DATASET RECORDS start

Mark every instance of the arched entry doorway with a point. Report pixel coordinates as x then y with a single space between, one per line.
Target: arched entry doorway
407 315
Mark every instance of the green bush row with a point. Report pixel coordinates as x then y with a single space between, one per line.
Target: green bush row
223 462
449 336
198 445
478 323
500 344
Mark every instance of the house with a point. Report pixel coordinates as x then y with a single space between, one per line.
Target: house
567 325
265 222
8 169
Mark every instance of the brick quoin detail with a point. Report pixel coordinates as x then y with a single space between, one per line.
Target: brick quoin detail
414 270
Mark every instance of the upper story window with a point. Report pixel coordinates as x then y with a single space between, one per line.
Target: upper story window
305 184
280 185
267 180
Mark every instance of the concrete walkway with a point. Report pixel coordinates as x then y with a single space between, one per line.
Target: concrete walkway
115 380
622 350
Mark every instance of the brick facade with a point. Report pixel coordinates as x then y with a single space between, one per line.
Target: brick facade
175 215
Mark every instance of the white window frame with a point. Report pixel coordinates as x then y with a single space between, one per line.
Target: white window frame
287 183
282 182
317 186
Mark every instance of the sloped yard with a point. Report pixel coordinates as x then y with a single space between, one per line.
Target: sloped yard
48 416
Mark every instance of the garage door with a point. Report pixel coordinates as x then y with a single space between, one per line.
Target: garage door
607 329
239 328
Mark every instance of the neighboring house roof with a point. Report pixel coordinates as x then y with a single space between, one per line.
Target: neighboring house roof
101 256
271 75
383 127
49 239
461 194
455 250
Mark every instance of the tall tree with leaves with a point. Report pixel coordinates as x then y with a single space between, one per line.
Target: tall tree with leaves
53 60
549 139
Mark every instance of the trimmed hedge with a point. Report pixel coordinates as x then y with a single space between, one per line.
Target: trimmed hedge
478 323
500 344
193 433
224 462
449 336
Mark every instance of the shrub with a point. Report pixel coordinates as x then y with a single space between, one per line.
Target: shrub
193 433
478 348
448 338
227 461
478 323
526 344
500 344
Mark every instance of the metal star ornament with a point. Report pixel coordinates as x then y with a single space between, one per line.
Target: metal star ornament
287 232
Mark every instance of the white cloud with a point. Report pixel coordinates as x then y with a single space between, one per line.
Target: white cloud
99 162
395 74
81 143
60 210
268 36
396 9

DATASET RECORDS end

_PROBLEM TO SOLVE:_ Rewrite every entry above as a two-column CSV with the header row entry,answer and one row per entry. Put each entry's full text and its answer in separate quoted fields, replacing line breaks with spaces.

_SOLUTION TO THE EXERCISE:_
entry,answer
"Mark every instance of the arched entry doorway with a point. Report pixel coordinates as x then y with a single space between, one per line. Target: arched entry doorway","407 315"
"Mark every instance of the green bush row with a point. Report pixel coordinates as x then y with a single space between, one per line. Target: green bush row","223 462 449 336 198 445 478 323 500 344"
"Mark every instance of the house with a point. Report pixel coordinates as x then y with a single space between, one per line. Target: house","567 325 265 222 8 169"
"Mark every instance of the brick quoin detail with a point. Report pixel coordinates as x then y with a single space between, one per line. Target: brick quoin detail","414 270"
"Mark every instance of the upper story window with a point. Report pixel coordinates as x then y with a single space between, one per line. Target: upper story window","305 184 280 185 267 180"
"Mark every instance of the concrete walkway with a point. Report pixel coordinates as x then y with a single space between, one per line. Target: concrete walkway","115 380 622 350"
"Mark every instance of the brick facade with a point. Report pixel coordinates as x then y with a single space between, one per line. Target: brick facade","175 215"
"Mark every instance of the white window frame with a point. Report pixel coordinates as x then y with a single space between, one per line. Target: white window frame","287 183 282 182 317 186"
"Mark every instance of the sloped yard with a point. Report pixel coordinates as x then y with a single space between, one per line. Target: sloped yard","48 416"
"Mark every instance of the garage door with a point. Report pixel coordinates as x then y with a single space between, one per line. Target: garage door","607 329 239 328"
"Mark every instance of the neighboring house roof with a point. Report pixel coordinates as x then y with a single space between, one per line. Target: neighboring house roof","101 256 271 75 383 127 49 239 461 194 455 250"
"Mark every instance of the tall tree with leaves with a point. Report pixel coordinates as x then y with a single space between, one per line. Target: tall tree with leaves","53 60 549 139"
"Mark every instance of the trimmed hedge with a point. Report pixel coordinates as x then y with a single space between, one per line. Target: trimmed hedge","478 323 500 344 193 433 224 462 449 336"
"Mark every instance of the shrub with a point. Report pixel coordinates as x then y with a single space between, one per line. Target: shrub","193 433 478 348 448 338 227 461 478 323 526 344 500 344"
"Mark every instance of the metal star ornament with a point. Report pixel coordinates as x then y with a single space between, one per line. Target: metal star ornament","287 232"
"Mark every instance of the white cloud with a point. Report pixel coordinates as x then y with a single space between, one per line. Target: white cloud","99 162 395 74 81 143 60 210 268 36 396 9"